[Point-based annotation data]
▼▼▼
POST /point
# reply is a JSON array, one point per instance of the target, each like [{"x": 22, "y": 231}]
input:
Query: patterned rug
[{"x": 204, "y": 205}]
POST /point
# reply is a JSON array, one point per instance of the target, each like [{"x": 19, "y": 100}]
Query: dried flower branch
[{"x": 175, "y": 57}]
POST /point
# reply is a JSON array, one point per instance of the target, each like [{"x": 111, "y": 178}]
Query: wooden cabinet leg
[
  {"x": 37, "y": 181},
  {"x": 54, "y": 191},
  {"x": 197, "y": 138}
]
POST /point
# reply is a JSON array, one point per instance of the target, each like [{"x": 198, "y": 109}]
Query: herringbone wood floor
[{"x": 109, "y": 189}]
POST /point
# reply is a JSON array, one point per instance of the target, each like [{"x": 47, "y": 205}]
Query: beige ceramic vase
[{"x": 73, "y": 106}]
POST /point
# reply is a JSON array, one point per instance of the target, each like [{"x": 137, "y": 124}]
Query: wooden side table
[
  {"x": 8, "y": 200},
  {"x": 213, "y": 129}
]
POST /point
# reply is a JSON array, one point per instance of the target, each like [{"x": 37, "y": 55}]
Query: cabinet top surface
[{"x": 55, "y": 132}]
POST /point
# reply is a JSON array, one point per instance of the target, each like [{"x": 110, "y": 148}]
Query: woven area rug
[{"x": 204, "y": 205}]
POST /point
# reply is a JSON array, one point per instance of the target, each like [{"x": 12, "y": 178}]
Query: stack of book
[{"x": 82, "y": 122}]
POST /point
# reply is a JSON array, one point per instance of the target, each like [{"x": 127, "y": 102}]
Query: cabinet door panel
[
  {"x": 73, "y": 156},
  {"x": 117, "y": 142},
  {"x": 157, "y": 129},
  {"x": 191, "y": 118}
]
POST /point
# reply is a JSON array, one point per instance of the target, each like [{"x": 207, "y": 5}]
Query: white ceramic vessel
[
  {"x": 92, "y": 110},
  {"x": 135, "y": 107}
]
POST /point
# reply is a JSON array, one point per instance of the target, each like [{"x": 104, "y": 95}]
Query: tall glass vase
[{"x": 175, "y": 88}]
▲▲▲
▼▼▼
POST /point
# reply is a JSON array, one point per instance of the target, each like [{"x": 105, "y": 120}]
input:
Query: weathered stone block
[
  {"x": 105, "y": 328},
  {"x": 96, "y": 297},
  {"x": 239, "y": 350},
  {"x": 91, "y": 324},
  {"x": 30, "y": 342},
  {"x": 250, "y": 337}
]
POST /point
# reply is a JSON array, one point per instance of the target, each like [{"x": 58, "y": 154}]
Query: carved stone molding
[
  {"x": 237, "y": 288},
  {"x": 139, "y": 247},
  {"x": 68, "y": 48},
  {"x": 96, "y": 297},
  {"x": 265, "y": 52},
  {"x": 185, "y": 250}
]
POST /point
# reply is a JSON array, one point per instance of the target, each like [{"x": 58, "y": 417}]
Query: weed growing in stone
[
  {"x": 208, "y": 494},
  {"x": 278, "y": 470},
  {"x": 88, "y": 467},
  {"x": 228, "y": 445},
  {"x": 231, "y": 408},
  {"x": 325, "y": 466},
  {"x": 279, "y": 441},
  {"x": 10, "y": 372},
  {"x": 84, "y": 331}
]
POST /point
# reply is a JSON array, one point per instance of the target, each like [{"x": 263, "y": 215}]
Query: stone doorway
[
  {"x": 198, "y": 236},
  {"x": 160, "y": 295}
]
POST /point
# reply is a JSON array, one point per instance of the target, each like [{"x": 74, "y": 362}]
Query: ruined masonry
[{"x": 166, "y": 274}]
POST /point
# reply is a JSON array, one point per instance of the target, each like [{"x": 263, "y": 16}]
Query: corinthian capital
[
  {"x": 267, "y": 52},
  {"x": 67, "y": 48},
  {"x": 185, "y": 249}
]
▲▲▲
→ WORK REQUIRED:
Pull out each line of the records that contains the word "vase" and copy it.

→ REPLY TO THE TASK:
Query: beige ceramic vase
Query: tall glass vase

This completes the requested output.